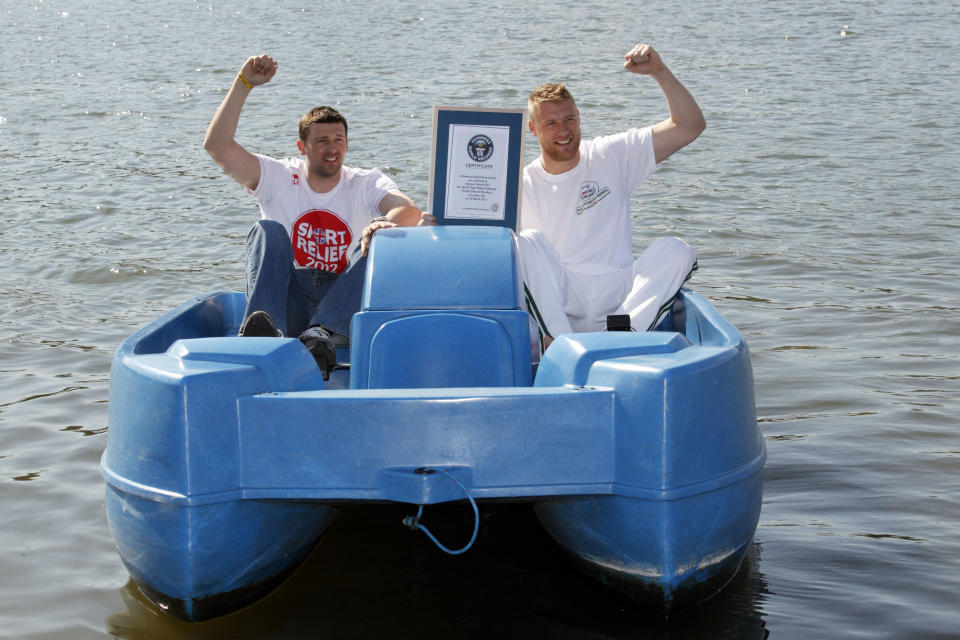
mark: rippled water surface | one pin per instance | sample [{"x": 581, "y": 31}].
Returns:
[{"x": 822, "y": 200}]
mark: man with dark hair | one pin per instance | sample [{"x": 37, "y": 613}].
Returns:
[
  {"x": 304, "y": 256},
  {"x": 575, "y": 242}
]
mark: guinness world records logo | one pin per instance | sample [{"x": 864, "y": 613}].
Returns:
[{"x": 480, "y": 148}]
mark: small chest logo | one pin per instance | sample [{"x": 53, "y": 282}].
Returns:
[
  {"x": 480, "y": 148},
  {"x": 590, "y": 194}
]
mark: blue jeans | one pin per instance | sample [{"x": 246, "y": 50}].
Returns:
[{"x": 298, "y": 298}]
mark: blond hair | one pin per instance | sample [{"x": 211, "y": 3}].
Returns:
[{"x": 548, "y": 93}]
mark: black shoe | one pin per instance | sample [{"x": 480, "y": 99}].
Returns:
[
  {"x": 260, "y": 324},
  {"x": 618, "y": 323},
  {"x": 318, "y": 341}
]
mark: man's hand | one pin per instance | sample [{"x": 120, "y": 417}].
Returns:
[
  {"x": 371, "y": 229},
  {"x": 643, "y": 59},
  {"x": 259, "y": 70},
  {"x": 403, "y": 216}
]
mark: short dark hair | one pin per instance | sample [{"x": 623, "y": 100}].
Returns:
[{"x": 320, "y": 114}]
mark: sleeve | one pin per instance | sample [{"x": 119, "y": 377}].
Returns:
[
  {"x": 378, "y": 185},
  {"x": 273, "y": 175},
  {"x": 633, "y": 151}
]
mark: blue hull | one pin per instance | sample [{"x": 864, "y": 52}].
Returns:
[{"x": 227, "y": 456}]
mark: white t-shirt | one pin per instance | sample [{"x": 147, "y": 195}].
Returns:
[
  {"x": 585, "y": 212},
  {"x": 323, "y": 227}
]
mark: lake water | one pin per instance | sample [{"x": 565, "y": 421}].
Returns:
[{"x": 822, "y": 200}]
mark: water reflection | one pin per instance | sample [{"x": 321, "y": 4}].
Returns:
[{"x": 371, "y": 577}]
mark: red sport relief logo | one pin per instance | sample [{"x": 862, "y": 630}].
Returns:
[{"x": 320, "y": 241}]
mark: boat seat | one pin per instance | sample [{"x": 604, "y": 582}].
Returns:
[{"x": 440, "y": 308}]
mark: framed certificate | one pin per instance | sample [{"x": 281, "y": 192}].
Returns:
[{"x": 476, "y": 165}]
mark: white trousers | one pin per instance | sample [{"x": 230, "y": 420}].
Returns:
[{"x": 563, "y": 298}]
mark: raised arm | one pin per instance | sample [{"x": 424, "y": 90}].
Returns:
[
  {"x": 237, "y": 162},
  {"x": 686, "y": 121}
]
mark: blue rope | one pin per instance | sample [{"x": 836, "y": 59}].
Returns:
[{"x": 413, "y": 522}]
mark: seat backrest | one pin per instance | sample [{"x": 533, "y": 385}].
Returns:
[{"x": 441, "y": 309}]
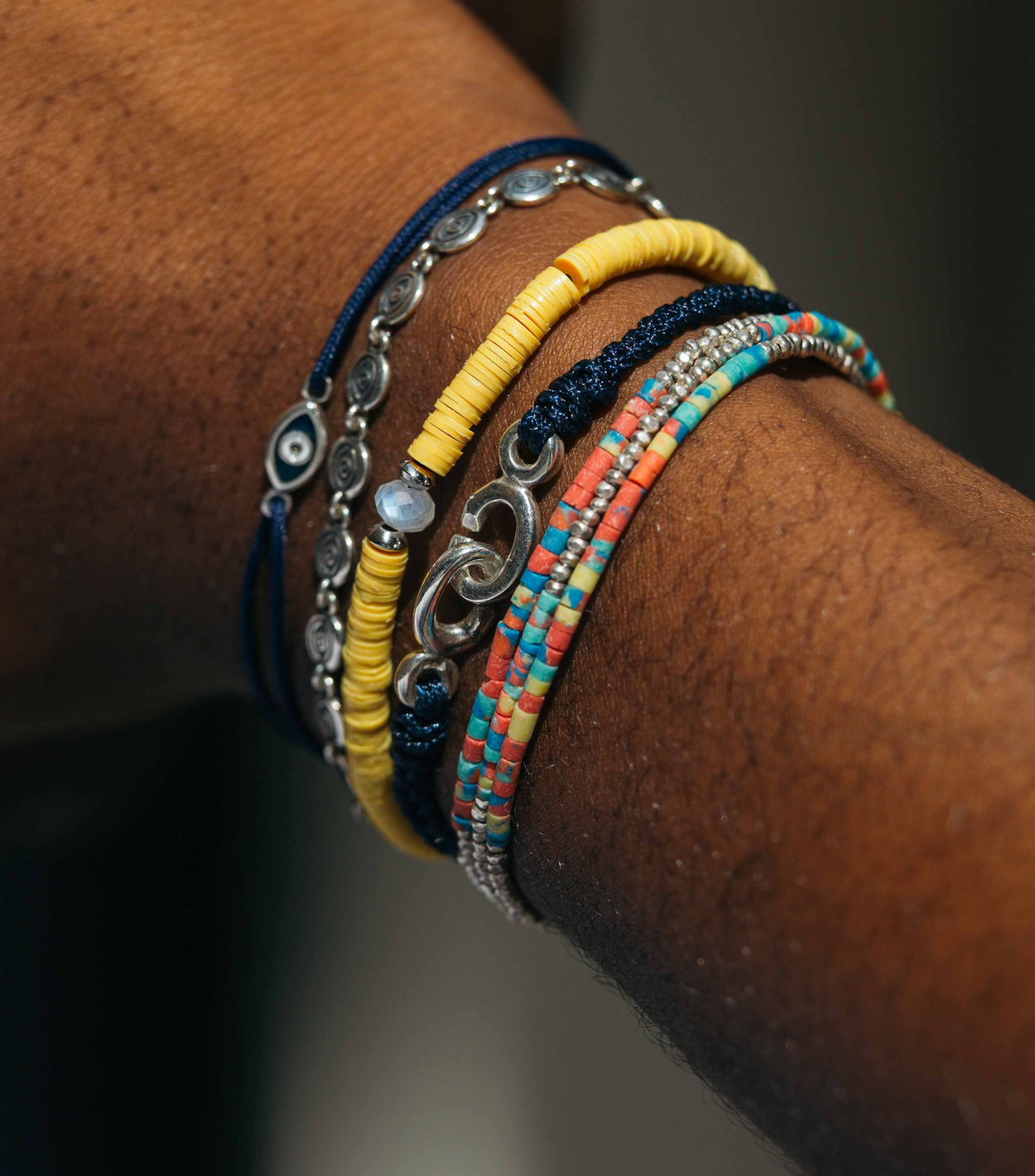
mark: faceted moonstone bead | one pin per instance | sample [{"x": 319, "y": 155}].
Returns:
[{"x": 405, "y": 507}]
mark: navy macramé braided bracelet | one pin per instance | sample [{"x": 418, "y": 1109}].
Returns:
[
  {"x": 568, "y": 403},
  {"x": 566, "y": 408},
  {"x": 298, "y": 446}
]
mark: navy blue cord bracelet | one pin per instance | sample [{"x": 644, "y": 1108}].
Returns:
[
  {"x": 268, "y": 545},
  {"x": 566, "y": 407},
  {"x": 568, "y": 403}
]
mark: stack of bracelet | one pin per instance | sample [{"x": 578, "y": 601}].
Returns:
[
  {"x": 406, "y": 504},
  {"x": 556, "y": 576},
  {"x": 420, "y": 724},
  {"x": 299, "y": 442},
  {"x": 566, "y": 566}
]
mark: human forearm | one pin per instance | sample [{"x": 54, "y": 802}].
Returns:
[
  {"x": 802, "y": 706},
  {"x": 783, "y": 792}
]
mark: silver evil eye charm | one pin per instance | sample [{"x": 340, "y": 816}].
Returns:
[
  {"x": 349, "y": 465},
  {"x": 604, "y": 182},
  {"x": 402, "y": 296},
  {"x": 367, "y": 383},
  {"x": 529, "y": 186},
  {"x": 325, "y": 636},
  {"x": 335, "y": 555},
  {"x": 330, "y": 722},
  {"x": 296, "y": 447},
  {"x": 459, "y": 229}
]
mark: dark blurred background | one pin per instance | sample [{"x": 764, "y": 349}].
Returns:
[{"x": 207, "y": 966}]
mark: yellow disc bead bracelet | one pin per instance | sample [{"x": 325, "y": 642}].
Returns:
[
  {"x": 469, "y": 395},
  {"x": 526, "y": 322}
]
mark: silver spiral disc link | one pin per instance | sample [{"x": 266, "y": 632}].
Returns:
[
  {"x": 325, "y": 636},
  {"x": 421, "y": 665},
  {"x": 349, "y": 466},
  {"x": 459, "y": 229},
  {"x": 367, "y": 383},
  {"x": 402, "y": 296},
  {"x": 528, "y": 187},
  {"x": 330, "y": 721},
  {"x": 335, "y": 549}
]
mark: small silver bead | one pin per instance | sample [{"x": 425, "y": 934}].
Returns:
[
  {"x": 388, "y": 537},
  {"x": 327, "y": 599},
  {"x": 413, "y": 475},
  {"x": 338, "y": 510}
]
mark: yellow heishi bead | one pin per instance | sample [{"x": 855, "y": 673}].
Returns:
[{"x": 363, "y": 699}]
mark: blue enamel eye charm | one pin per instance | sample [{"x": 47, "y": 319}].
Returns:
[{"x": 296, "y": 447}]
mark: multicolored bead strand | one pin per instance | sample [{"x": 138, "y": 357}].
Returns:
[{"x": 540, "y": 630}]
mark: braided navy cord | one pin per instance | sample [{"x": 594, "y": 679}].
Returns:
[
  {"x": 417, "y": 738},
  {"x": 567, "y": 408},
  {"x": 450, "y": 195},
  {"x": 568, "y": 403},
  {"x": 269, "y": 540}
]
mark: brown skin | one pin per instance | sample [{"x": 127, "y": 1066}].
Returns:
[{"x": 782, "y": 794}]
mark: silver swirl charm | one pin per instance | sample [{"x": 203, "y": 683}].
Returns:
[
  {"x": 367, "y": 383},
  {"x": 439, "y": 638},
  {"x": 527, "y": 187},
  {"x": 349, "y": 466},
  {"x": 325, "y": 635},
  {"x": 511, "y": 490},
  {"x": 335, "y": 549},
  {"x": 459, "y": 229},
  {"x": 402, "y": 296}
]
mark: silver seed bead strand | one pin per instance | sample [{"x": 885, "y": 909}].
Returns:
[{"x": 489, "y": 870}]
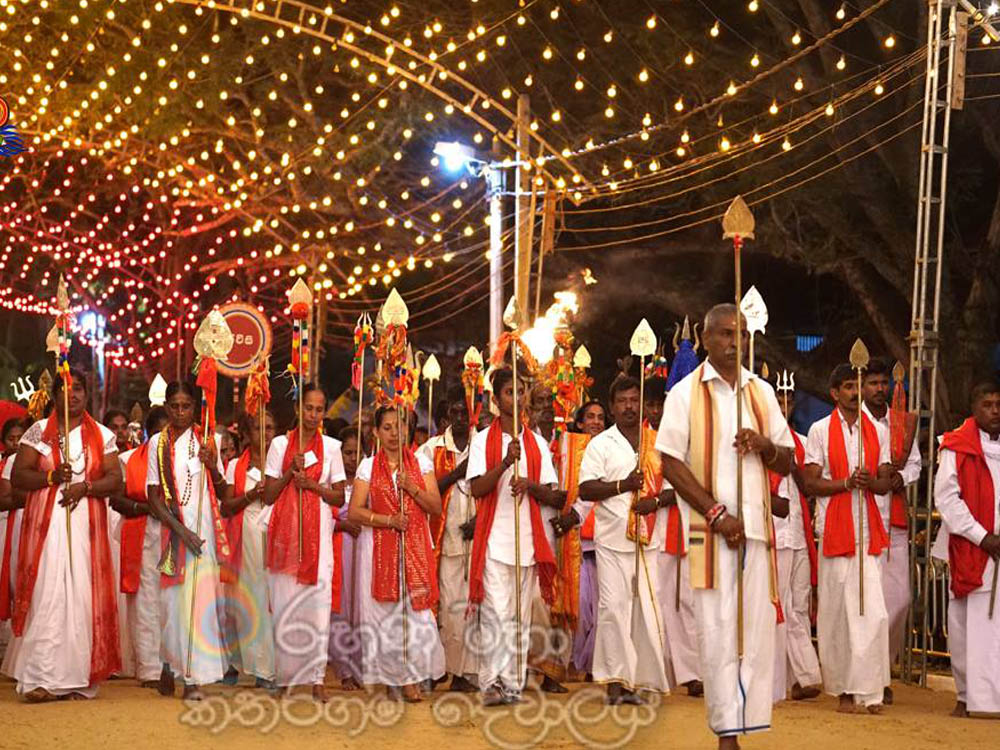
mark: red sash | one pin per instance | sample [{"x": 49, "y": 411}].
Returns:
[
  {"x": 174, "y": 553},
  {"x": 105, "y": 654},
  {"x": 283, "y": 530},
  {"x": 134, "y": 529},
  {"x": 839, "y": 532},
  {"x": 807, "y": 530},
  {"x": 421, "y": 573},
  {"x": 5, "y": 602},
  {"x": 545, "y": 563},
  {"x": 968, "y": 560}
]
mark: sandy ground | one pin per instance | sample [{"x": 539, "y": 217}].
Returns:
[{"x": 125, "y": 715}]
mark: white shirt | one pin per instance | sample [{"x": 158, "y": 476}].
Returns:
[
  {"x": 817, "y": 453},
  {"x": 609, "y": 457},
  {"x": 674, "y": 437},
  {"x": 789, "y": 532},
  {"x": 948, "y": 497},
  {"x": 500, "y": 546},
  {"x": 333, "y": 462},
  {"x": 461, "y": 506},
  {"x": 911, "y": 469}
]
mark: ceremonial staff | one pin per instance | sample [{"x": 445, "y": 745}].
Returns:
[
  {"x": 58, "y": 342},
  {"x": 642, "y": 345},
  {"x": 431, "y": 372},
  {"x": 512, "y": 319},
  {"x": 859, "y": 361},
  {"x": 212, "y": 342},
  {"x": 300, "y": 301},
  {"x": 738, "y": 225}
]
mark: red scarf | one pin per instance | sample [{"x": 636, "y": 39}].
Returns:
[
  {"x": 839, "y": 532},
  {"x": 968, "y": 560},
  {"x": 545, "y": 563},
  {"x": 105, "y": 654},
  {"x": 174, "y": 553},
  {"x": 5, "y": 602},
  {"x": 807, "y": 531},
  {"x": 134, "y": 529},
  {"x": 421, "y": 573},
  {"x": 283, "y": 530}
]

▬▬▬▬▬▬▬▬▬▬

• Brief: The reply should consist only of the lines from the top of the material above through the line with "mark: small chest", printed exactly, pictures omitted.

• Solution below:
mark: rippled water surface | one pin per instance | sample [{"x": 581, "y": 31}].
Returns:
[{"x": 822, "y": 200}]
mark: man with dark hair | one pin per instance | sample [{"x": 37, "y": 613}].
Returns:
[
  {"x": 304, "y": 256},
  {"x": 575, "y": 242}
]
mark: guinness world records logo | one pin per instance | sample [{"x": 864, "y": 613}].
Returns:
[{"x": 480, "y": 148}]
mark: small chest logo | one pin per instance | sample [{"x": 53, "y": 282}].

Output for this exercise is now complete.